#### [Extract]
───
Hydronics, or heating with water as a heat transfer medium, is a natural fit for plumbing contractors interested in larger jobs, higher margins and reduced competition.
You can differentiate yourself — hydronics requires a knowledge of gas/electric heating and plumbing and pumps. Hydronics contractors are considered the cream of the crop. Offering hydronics sets you apart. Moreover, if no one has claimed the position in your market, you can become the radiant specialist. It will set you apart from the rest of the crowd.
You can reduce the competition! There are lots of plumbing contractors. There are lots of HVAC contractors who focus on forced air. But, there are not nearly as many hydronics contractors. Some might argue that this is because there are not nearly as many hydronics projects. Not to go economist on you, but Say’s Law says supply creates its own demand. In other words, more radiant contractors will result in more radiant projects. Flipped on its head, this is like saying there are not enough qualified radiant contractors today, which means you will face less competition when you become one.
You can make more money — radiant offers a superior level of winter comfort, but it does cost more. Think along the lines of the price for a full kitchen remodel. Of course, radiant is better for your bottom line than a remodel. Lots of material is required and all of that material carries margin. This means that you will amass a lot more gross profit dollars for each radiant job even if you stick with your standard margins.
In addition, radiant gives you the ability to sell unique products and solutions. It’s not just heated towel racks. You can offer snow melt driveways and sidewalks. You can even offer radiant cooling today. And forget about the radiators in grandma’s house. The radiant industry has developed a host of sleek, aesthetically pleasing designs that offer artistry as well as functionality.
You already know water
While radiant scares many forced air contractors, it should not scare plumbers. It involves heating water, which you already know and it involves moving water around the structure, which you know as well. Granted, there’s more to it, but you can learn the rest.
───
#### [Exercise set]
1 – From the hydronics passage, set down the section beginning with the words "In addition, radiant" and ending with "well as functionality.".
2 – According to the hydronics passage, which law holds that supply creates its own demand?

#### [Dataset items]
───
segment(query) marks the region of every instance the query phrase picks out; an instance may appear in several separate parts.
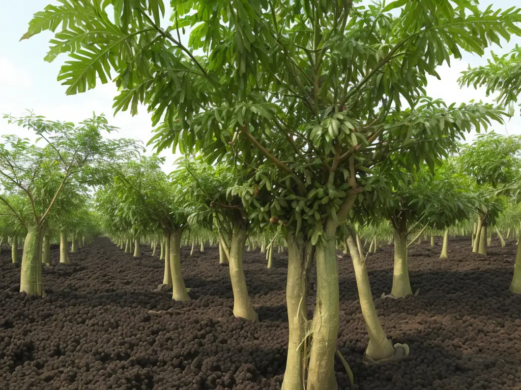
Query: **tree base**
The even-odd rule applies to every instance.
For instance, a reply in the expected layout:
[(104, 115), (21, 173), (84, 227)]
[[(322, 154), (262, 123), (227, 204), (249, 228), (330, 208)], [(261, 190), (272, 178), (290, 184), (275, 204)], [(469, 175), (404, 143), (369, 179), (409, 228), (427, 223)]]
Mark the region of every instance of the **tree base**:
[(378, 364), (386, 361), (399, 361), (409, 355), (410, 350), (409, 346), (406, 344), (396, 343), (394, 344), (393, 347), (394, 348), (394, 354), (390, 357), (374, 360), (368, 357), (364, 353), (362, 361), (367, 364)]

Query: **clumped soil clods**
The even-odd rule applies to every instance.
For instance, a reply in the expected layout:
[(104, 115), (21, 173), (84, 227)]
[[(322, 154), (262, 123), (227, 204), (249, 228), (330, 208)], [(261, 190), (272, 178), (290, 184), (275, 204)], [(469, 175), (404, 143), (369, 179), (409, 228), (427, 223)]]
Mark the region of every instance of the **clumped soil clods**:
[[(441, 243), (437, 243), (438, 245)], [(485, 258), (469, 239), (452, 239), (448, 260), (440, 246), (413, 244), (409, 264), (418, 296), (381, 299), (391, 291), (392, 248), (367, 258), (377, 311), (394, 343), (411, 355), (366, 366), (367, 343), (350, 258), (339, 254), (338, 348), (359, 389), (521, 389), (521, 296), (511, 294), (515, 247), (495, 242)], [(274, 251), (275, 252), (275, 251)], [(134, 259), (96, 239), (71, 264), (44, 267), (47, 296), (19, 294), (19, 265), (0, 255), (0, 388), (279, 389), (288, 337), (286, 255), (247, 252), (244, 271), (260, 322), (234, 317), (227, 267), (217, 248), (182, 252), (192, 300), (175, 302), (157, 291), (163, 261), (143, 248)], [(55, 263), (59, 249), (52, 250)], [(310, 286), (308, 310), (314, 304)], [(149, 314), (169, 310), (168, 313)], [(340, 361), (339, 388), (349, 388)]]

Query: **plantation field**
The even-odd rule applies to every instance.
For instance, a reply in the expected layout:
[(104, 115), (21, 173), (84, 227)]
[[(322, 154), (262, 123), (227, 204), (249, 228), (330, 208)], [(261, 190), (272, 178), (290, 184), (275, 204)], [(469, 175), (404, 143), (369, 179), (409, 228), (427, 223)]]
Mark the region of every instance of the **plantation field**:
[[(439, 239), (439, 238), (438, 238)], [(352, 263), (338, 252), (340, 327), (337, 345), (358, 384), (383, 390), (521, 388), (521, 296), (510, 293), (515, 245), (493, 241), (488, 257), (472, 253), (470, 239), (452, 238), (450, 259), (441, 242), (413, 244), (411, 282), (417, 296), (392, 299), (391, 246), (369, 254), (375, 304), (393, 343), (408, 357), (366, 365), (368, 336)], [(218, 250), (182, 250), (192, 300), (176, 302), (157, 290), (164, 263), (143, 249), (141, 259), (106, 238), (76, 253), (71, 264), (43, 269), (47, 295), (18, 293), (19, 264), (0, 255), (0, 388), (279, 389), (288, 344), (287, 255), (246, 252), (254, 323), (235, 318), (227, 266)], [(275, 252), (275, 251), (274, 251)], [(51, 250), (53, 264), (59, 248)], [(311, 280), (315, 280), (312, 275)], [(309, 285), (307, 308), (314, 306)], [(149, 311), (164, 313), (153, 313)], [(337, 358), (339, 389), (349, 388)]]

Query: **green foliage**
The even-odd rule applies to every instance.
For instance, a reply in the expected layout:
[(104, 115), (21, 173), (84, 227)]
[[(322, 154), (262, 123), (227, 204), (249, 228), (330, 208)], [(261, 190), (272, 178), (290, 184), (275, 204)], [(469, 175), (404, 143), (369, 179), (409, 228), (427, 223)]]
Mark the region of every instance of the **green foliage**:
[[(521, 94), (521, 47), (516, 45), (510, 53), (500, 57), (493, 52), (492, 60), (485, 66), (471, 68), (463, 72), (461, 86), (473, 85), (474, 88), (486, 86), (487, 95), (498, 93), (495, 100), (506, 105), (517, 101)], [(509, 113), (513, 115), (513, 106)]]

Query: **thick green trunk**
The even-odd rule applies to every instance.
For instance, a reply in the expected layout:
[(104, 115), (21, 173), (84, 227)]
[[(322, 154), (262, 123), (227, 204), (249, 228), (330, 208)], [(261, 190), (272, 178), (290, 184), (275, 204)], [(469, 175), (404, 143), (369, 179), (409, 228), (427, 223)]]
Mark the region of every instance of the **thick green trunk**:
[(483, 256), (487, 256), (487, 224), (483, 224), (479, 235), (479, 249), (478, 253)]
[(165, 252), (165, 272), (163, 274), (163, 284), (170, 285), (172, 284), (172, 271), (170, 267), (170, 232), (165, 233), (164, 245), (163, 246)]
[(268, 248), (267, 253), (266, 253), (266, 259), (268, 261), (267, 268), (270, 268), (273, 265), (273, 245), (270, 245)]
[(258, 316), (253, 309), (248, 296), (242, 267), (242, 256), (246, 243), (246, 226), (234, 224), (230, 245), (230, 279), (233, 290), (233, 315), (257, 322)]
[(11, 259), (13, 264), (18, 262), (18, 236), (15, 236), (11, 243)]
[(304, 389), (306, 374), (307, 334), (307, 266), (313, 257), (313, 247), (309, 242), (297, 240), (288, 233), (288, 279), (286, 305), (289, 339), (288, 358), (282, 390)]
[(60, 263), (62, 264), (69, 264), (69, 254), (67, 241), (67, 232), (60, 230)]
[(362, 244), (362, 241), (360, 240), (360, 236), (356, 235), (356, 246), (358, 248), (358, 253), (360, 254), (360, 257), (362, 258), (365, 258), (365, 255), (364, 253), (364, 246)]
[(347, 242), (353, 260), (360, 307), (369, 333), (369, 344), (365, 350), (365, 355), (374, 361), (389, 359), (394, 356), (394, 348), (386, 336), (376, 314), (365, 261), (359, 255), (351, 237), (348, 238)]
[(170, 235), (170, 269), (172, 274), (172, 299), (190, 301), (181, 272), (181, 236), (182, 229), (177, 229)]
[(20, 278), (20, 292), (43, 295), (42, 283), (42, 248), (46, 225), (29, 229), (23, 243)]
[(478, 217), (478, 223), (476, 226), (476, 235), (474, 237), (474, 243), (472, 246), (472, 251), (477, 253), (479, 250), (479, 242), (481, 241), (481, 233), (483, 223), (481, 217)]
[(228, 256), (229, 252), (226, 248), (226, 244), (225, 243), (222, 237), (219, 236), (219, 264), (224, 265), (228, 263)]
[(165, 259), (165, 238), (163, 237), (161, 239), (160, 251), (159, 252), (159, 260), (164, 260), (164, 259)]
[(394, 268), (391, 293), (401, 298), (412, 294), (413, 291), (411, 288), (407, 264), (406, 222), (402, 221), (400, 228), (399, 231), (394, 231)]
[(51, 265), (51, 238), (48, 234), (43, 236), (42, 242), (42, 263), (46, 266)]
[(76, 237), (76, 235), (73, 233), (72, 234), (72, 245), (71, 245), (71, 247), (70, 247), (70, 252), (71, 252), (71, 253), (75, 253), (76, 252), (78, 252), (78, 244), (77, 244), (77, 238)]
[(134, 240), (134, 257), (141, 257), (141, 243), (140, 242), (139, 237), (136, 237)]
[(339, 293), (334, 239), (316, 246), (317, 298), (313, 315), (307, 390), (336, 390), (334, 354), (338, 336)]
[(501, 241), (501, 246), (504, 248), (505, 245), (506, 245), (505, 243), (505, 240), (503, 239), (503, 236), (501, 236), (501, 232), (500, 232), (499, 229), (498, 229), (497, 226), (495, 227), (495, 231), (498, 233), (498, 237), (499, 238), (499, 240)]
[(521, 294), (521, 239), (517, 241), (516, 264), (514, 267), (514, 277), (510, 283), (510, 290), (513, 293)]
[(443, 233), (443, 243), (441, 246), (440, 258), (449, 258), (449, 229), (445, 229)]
───
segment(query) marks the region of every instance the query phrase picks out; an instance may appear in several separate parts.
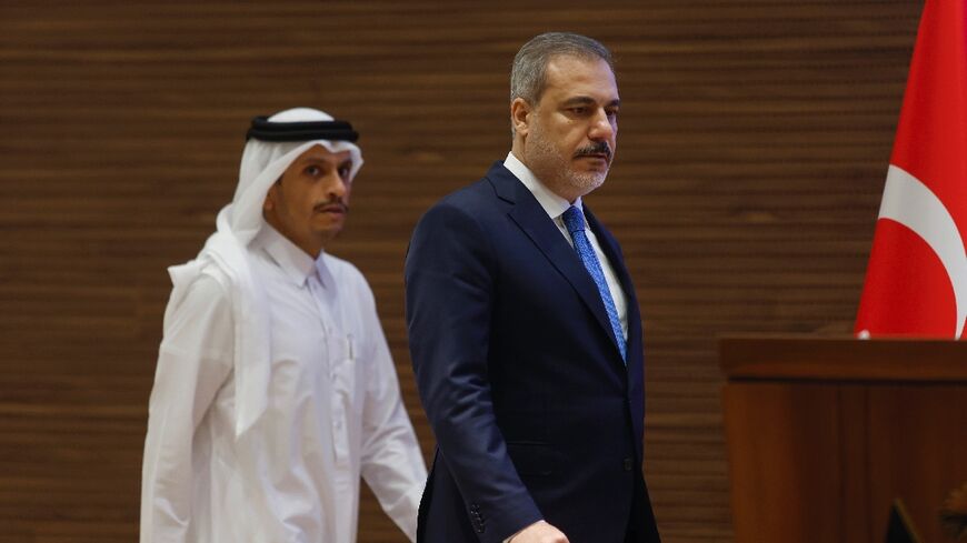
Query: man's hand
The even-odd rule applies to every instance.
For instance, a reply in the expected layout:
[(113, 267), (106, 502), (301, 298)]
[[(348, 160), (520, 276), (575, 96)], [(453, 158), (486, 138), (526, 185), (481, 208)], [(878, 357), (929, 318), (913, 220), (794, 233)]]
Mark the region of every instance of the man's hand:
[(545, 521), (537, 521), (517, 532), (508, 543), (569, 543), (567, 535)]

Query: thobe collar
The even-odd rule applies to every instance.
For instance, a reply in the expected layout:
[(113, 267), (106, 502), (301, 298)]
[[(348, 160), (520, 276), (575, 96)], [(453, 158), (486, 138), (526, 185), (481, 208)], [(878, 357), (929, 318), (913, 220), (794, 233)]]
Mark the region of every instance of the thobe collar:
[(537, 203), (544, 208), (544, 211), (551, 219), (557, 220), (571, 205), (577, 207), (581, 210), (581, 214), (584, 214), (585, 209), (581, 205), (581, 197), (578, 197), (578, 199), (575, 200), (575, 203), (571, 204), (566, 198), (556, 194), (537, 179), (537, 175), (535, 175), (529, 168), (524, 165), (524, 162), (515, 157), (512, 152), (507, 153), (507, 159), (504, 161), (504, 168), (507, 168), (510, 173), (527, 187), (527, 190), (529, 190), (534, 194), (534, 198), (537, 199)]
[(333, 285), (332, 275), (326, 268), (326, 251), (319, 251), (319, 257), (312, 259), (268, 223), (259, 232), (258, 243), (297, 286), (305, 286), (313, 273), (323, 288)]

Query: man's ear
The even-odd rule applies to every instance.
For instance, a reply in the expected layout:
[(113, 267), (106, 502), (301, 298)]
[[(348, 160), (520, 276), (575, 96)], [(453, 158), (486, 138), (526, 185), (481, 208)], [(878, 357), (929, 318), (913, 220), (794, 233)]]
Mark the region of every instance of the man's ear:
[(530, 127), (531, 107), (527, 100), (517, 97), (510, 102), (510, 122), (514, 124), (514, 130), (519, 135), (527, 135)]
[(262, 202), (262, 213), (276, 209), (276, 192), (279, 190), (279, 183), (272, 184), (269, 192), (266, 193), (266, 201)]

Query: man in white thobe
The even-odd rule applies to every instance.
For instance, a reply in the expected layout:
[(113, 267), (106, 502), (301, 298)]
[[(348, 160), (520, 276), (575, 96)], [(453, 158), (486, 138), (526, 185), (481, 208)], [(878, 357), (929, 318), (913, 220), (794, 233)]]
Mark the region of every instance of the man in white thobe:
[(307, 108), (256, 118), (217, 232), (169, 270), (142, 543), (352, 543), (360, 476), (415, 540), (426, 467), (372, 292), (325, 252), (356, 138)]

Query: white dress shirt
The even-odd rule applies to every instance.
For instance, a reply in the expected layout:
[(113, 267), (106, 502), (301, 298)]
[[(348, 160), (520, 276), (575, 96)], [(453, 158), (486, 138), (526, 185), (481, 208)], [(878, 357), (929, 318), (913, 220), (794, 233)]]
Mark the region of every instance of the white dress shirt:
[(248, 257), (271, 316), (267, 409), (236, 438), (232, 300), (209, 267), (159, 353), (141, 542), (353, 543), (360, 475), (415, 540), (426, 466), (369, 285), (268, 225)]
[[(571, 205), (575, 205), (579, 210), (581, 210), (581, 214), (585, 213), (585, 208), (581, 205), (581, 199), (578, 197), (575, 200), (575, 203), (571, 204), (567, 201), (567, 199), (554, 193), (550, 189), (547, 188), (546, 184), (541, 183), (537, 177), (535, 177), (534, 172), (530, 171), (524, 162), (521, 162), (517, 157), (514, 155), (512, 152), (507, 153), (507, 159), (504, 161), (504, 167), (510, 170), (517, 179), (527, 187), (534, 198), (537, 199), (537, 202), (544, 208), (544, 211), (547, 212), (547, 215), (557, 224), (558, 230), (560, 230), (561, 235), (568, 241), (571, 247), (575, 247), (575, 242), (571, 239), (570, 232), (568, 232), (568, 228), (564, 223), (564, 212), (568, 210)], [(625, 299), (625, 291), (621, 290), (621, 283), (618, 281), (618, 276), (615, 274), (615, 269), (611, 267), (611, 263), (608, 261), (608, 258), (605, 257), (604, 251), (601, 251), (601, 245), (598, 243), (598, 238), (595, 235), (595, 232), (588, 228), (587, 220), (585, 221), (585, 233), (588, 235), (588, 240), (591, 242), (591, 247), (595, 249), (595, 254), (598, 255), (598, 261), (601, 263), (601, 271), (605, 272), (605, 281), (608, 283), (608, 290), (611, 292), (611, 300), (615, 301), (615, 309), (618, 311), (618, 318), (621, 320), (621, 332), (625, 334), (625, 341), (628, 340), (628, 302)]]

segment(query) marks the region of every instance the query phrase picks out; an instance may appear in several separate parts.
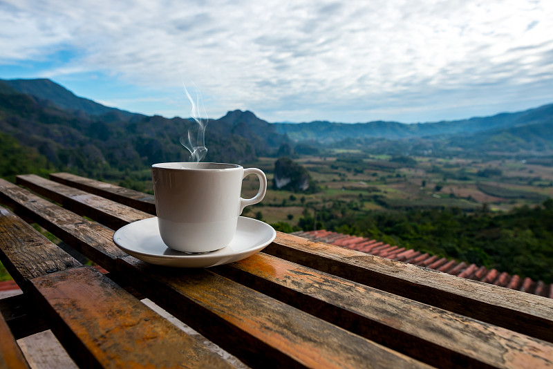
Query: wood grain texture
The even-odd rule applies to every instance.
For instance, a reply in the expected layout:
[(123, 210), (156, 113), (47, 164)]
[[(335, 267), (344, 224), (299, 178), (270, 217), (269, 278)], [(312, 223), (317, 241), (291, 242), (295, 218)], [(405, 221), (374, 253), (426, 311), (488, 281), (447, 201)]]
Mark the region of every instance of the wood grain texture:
───
#### [Task-by-task answers]
1 –
In addition, radiant gives you the ability to sell unique products and solutions. It’s not just heated towel racks. You can offer snow melt driveways and sidewalks. You can even offer radiant cooling today. And forget about the radiators in grandma’s house. The radiant industry has developed a host of sleek, aesthetically pleasing designs that offer artistry as well as functionality.

2 – Say’s Law